* **Set problem**
Exactly repeat the material, dropping every picture from the copy.

* **Provided records**
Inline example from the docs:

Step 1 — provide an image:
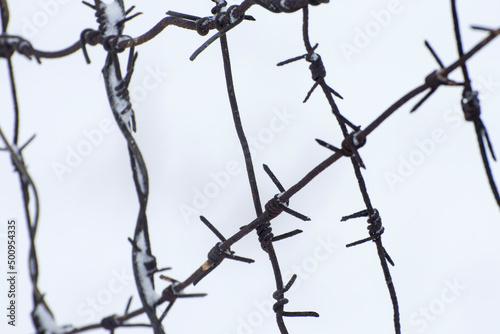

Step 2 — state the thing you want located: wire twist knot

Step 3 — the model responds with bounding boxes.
[101,314,121,330]
[462,90,481,121]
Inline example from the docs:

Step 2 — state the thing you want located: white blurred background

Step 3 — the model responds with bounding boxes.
[0,0,500,334]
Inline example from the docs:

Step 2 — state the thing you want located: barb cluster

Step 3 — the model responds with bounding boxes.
[0,0,500,334]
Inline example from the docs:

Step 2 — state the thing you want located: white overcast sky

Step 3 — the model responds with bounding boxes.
[0,0,500,334]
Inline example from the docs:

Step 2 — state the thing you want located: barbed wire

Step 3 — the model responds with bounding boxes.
[0,0,500,334]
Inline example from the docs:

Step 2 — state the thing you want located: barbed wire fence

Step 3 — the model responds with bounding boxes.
[0,0,500,334]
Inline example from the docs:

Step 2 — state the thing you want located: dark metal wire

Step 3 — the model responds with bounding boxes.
[0,0,500,333]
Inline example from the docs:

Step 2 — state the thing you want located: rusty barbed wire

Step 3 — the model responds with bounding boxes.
[0,0,500,334]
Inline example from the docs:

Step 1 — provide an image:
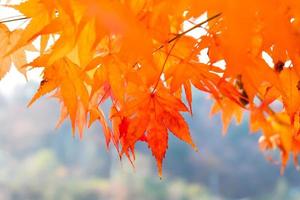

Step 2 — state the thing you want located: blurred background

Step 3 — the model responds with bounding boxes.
[0,0,300,200]
[0,71,300,200]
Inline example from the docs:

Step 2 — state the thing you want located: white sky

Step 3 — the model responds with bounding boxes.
[0,0,41,98]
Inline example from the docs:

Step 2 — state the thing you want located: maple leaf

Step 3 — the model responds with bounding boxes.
[0,0,300,175]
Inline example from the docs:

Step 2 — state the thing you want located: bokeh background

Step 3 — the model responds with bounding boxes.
[0,77,300,200]
[0,0,300,200]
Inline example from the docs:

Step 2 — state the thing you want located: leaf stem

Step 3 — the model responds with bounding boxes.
[0,16,29,24]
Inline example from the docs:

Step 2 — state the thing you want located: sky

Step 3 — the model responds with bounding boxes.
[0,0,41,98]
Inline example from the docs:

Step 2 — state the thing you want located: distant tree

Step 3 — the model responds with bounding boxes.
[0,0,300,175]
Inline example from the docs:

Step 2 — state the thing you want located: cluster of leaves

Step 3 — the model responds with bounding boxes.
[0,0,300,174]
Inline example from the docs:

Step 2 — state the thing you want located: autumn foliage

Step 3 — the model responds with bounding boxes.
[0,0,300,174]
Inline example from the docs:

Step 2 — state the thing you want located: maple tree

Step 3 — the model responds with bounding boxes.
[0,0,300,175]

* **The response**
Inline example from the docs:

Step 1 — provide an image:

Step 2 — state the thing you want located: wire twist knot

Step 3 — the model responds with bounding boxes.
[101,314,121,330]
[462,90,481,121]
Inline example from the docs:

Step 2 — state the thing you want located: white blurred background

Step 3 — the model responds with bounding boxes.
[0,0,500,334]
Inline example from the docs:

Step 2 — state the thing you want located: barb cluster

Step 3 — the model responds with bounding boxes.
[0,0,500,334]
Inline example from the docs:

Step 2 — state the thing you want located: white overcast sky

Step 3 — the model responds with bounding boxes.
[0,0,500,334]
Inline example from the docs:

Step 2 — state the thing you want located: barbed wire

Step 3 — the model responds with bounding boxes.
[0,0,500,334]
Inline example from the docs:

Step 2 — state the thing you want located: barbed wire fence

Step 3 — the model responds with bounding boxes.
[0,0,500,334]
Inline example from the docs:

Step 2 — state the thing you want located: dark metal wire

Step 3 — the model responds with bounding boxes.
[0,0,500,333]
Inline example from the docs:

Step 2 — state the thing you want located: rusty barbed wire

Step 3 — the model responds with bounding boxes.
[0,0,500,334]
Inline example from the docs:

Step 1 — provide an image:

Step 2 — state the thing you want located: blurred background

Step 3 — the model responds with bounding boxes.
[0,0,300,200]
[0,71,300,200]
Inline example from the docs:

Step 2 — state the thing you want located: white sky

Step 3 — the model responds with bounding boxes.
[0,0,41,98]
Inline example from the docs:

Step 2 — state the thing you want located: maple leaf

Step 3 — the model responds with bounding boxes.
[0,0,300,175]
Inline example from the docs:

Step 2 — state the thing you want located: bokeh background

Step 3 — the model responds with bounding boxes.
[0,77,300,200]
[0,0,300,200]
Inline example from the docs:

Step 2 — state the thing you want located: leaf stem

Step 3 — the model responds with bounding boxes.
[0,16,29,24]
Inline example from the docs:

Step 2 — state the thing you want located: sky

Step 3 — the model responds with bounding boxes.
[0,0,41,98]
Inline example from the docs:

Step 2 — state the thing you want located: distant tree

Step 3 — the model responds with bounding boxes.
[0,0,300,175]
Inline example from the docs:

Step 2 — state the thing you want located: cluster of leaves

Step 3 — the model responds with bounding boxes.
[0,0,300,174]
Inline example from the docs:

Step 2 — state the thing you want located: autumn foliage

Step 3 — the model responds with bounding boxes.
[0,0,300,174]
Inline example from the docs:

Step 2 — state the thing you want located: maple tree

Step 3 — the model responds with bounding boxes.
[0,0,300,175]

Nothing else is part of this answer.